■ Task requirements: Print the whole listing below line for line, without changing a character, and leave the pictures out of your output.
# # # # # # #
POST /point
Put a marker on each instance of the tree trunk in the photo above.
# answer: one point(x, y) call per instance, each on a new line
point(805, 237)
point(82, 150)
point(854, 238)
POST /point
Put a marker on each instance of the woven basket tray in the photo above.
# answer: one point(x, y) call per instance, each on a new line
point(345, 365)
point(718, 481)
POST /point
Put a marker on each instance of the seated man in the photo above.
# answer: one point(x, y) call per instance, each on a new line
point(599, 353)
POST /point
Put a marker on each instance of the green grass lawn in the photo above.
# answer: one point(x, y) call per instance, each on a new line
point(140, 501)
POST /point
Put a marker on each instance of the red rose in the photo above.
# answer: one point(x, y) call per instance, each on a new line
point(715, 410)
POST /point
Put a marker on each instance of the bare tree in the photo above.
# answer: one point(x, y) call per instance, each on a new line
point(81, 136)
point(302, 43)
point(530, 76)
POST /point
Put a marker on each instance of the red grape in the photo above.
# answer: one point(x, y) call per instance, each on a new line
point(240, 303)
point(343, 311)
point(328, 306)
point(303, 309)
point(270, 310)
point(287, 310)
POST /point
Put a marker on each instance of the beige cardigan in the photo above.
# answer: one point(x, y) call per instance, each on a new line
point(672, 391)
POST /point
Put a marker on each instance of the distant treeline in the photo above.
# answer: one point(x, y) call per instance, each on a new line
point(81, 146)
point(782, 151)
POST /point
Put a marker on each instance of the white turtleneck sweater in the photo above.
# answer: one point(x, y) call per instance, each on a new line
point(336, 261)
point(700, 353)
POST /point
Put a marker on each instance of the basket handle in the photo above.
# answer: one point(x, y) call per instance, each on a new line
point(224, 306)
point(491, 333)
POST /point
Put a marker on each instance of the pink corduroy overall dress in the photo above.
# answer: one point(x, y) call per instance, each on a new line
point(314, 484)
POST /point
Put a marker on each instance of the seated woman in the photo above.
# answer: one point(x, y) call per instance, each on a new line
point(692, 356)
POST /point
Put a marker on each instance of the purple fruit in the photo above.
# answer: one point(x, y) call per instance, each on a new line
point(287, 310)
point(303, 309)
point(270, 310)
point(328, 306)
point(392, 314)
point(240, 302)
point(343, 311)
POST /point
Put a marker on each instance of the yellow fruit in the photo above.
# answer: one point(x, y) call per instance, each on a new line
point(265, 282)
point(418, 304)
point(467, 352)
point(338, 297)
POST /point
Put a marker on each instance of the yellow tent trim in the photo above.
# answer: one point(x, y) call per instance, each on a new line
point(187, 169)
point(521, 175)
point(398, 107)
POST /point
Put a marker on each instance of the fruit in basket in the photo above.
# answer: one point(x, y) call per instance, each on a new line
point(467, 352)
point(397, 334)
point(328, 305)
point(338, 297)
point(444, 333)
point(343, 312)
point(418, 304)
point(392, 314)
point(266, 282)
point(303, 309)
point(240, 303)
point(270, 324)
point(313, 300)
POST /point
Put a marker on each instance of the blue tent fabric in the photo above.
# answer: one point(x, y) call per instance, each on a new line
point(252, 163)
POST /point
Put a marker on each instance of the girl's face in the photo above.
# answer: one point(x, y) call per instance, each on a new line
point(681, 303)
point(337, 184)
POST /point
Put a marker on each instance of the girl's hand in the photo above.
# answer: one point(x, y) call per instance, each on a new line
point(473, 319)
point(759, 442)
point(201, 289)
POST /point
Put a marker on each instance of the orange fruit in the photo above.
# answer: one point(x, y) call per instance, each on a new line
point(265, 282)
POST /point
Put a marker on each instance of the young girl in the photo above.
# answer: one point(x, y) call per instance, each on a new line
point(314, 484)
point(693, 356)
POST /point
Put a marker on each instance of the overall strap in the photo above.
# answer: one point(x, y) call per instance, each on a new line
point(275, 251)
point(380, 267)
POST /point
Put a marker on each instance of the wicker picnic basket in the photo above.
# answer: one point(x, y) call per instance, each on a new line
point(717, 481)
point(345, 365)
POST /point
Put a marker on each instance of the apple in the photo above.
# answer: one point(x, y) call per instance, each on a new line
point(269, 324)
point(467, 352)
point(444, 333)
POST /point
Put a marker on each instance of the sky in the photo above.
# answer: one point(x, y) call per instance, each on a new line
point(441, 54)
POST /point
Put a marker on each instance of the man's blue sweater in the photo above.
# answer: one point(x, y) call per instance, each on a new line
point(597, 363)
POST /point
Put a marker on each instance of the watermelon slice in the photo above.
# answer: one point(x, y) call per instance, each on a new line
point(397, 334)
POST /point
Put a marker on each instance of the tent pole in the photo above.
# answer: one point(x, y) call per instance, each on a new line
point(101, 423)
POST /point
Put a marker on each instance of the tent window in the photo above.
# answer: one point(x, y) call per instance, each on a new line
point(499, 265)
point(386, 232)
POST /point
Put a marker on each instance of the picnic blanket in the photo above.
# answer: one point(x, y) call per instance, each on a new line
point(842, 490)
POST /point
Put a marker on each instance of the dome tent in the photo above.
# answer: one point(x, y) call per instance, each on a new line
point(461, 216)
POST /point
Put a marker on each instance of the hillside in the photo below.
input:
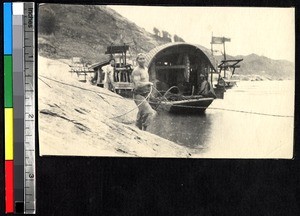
# # # # # # #
■ The response:
POST /point
Put a marker on each instance of the tree trunk in the photo above.
# answer: one point(x, y) call per instance, each on a new line
point(805, 237)
point(82, 150)
point(854, 238)
POST /point
Put a marker on each instance of the woven basket tray in the photo above.
# answer: one point(x, y) call per instance, each on a new line
point(345, 365)
point(718, 481)
POST /point
Put a marker on each instance of the seated man in the photo above.
# answer: one point(x, y) call per instance, each on a new line
point(599, 353)
POST /point
Put a marker on each instance of the green grass lawn in the photo above.
# answer: one point(x, y) call per instance, each on a new line
point(140, 501)
POST /point
Put a marker on each instance of the red rose in the photo above.
# answer: one point(x, y) call per instance, each on a new line
point(715, 410)
POST /point
Put a marker on each instance of the bare tree in the photo above.
# answer: one point(x, y) call per instance, each on a new line
point(81, 136)
point(302, 43)
point(530, 76)
POST /point
Put a marker on each instance of the red grape in the photo above.
# answer: one point(x, y) call per instance, each on a new line
point(240, 303)
point(343, 311)
point(328, 306)
point(303, 309)
point(270, 310)
point(287, 310)
POST /point
Put a marker on each instance of the beige cardigan in the photo above.
# answer: one point(x, y) call per instance, each on a new line
point(672, 391)
POST /point
Put a marker on each instance of the distant treeline in the photo above.
# answer: one point(x, y) call per instance, each on a new line
point(81, 146)
point(782, 151)
POST /point
Put a marker on each instance of the white turtleneck sweater in the photo above.
# answer: one point(x, y) call per instance, each on a new line
point(336, 261)
point(700, 353)
POST /point
Put a marker on each instance of the basket handle in the photo above.
# answer: one point(x, y) call per instance, each on a new line
point(224, 306)
point(491, 333)
POST /point
Put a marker on each instance of the pink corduroy overall dress in the photo above.
# answer: one point(x, y) call per instance, each on a new line
point(314, 484)
POST /point
Put a marker on each instance of the seated woman in the photo above.
# answer: one point(x, y) call per instance, each on a new line
point(692, 356)
POST /point
Put a marker on each instance of the purple fruit in the photo above.
# answer: one point(x, y) call per instance, each on a new line
point(287, 310)
point(303, 309)
point(270, 310)
point(328, 306)
point(392, 314)
point(240, 302)
point(343, 311)
POST /point
Put a marker on each instance of the yellow fruit in the photo above.
# answer: one point(x, y) call per instance, each on a new line
point(265, 282)
point(418, 304)
point(467, 352)
point(338, 297)
POST /point
Put a marker on each instance of the yellow tent trim in the photo above.
# answer: one point(x, y) call per instance, each on a new line
point(187, 169)
point(521, 175)
point(398, 107)
POST /point
Put a marker on each instance of the fruit in basket in the photo above.
# answer: one point(x, y) call per instance, each on a new line
point(467, 352)
point(397, 334)
point(328, 305)
point(338, 297)
point(444, 333)
point(343, 312)
point(418, 304)
point(392, 314)
point(266, 282)
point(303, 309)
point(240, 303)
point(270, 324)
point(313, 300)
POST /point
Put a marker on each instance of the blue tent fabric in the photo above.
# answer: one point(x, y) call per instance, each on a new line
point(252, 163)
POST /point
Put a marker on each instance of the girl's face in the photo above.
# answer: one point(x, y) call per instance, each on a new line
point(681, 303)
point(337, 184)
POST /point
Put a marker on each instance of the girl's hand in the photo above.
# answer: one point(x, y) call per instance, each on a new line
point(473, 319)
point(759, 442)
point(201, 289)
POST /point
Put a marker on each instance of the orange fruit in the photo above.
# answer: one point(x, y) call per instance, each on a new line
point(265, 282)
POST /point
Put a marker on each instance of the young girl in the photo above.
# answer: one point(x, y) call per instance, each on a new line
point(314, 484)
point(693, 356)
POST /point
Put a marker on each instance of the overall strap in the photo above.
# answer: one point(x, y) call per instance, each on a new line
point(275, 251)
point(380, 267)
POST /point
Put a marker on each instance of the wicker picnic basket in the photo above.
# answer: one point(x, y) call per instance, each on a new line
point(717, 481)
point(345, 365)
POST /point
Put a marker on each instance of the apple in the photo above.
# answer: one point(x, y) call per instance, each on a new line
point(269, 324)
point(467, 352)
point(444, 333)
POST /point
Put a marker on each instance of the sky in the photo above.
# answer: one point(x, y) call per instance, each on a new line
point(441, 54)
POST /point
Put a marker on each instance of the man's blue sweater in the photo above.
# answer: one point(x, y) call per instance, each on a new line
point(597, 363)
POST /point
Put a marker on each instance of the watermelon slice in the photo above.
# answer: one point(x, y) call per instance, each on a new line
point(397, 334)
POST /point
Put a marker on each instance of the tent pole in the photo above.
# answer: one point(x, y) call per instance, each on a new line
point(101, 423)
POST /point
Put a marker on each instance of the tent window in the photo above.
# answer: one point(x, y) call per instance, each on a new line
point(499, 265)
point(386, 232)
POST /point
Put a marker on each instance of the picnic blanket in the photo above.
# answer: one point(x, y) call per instance, each on a new line
point(842, 490)
POST /point
Put a marker on each instance of the dome tent in the photo above.
# answer: one point(x, y) call per instance, each on a new line
point(461, 216)
POST /point
Put a marker on each instance of the hillside in the photo below.
input:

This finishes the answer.